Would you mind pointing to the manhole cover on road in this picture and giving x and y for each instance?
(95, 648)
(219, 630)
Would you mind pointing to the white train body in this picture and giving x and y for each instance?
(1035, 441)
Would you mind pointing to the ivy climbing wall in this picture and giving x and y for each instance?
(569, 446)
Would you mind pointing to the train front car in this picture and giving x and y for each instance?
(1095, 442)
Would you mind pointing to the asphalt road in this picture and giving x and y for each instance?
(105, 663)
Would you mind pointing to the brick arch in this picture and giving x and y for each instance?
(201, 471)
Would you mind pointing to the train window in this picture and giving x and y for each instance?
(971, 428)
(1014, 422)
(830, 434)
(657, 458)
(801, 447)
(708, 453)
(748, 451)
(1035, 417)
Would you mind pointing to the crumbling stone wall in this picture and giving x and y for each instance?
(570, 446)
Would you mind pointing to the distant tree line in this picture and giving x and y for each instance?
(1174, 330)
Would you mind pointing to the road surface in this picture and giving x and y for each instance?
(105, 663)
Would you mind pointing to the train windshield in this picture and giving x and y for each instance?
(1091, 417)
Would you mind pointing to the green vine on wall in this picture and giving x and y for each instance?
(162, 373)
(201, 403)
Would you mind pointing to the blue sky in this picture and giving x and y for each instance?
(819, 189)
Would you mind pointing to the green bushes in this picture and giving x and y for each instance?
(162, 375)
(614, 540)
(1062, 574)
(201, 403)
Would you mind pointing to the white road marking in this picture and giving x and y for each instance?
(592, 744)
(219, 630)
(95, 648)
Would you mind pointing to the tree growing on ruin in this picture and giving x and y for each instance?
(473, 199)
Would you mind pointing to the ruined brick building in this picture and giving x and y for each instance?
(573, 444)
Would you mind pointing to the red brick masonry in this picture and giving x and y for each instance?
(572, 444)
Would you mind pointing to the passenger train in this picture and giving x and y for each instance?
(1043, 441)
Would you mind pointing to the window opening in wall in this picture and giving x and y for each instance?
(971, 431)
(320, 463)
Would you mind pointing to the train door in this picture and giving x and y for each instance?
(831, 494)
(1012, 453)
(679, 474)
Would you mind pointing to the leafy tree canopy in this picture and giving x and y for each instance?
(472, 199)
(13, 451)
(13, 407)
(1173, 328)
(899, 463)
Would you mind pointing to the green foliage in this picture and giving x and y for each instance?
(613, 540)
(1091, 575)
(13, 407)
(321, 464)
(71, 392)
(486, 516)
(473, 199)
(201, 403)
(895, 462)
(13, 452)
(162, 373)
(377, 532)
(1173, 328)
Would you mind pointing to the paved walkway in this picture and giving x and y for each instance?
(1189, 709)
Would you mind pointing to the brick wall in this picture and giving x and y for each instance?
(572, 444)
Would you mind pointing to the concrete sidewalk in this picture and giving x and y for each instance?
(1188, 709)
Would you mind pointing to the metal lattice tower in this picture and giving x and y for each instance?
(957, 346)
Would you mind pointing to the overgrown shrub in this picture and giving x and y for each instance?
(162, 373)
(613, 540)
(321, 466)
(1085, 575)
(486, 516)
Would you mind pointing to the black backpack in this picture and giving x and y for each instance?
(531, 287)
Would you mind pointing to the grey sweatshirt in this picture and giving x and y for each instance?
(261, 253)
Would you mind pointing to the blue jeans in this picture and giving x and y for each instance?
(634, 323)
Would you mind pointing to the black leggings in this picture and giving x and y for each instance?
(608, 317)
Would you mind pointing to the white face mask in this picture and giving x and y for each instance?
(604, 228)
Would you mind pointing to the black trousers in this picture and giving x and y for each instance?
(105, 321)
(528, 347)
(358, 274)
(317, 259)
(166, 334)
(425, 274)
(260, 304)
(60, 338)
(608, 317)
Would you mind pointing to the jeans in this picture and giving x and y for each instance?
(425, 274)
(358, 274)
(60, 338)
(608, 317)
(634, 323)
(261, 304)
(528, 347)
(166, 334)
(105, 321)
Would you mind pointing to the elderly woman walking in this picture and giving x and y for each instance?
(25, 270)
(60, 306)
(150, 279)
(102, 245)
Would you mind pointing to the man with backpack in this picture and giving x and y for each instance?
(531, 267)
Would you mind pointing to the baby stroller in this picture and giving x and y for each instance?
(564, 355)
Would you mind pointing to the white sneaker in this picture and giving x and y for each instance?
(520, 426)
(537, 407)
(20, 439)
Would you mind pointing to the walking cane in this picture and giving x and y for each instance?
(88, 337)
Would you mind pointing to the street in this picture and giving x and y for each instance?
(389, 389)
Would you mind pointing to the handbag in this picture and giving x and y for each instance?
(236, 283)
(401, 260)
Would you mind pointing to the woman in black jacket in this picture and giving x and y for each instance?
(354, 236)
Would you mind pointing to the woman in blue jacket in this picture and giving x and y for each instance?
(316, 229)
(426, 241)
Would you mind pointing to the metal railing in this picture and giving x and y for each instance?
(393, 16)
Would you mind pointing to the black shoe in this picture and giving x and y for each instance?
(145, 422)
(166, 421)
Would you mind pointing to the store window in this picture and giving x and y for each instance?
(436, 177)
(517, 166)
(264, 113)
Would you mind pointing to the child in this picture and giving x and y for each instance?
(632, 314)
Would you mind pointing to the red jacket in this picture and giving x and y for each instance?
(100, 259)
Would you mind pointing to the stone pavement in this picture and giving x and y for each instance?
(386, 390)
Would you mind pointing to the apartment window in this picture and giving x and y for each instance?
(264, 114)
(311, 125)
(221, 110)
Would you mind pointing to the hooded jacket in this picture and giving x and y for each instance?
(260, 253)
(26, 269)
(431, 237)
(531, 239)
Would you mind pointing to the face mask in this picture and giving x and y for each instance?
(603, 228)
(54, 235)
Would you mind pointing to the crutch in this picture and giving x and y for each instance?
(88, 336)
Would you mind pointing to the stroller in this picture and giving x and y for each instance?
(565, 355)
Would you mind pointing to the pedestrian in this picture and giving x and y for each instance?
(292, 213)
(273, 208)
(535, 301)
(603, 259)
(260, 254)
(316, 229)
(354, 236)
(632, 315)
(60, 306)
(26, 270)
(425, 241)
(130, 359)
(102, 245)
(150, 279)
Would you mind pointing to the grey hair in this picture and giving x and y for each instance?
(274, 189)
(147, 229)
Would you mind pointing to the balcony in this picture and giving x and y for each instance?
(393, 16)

[Direction]:
Return the rows above word for word, starting at the row that contains "Would you mind pointing to the train front" and ending at the row that contains "(1035, 417)", with both of those rows included.

[Written solution]:
Would you mind pointing to the train front car in this picture and giving x and y for each instance?
(1095, 442)
Would you mind pointing to the asphalt road in this picture and giving x and y for each instance?
(105, 663)
Would you mind pointing to the brick arch in this picture and giving x and y for each instance?
(201, 471)
Would you mind pointing to the train window in this picture and giving x and y for each instance?
(971, 428)
(1014, 422)
(830, 434)
(657, 458)
(801, 447)
(708, 453)
(748, 451)
(1035, 417)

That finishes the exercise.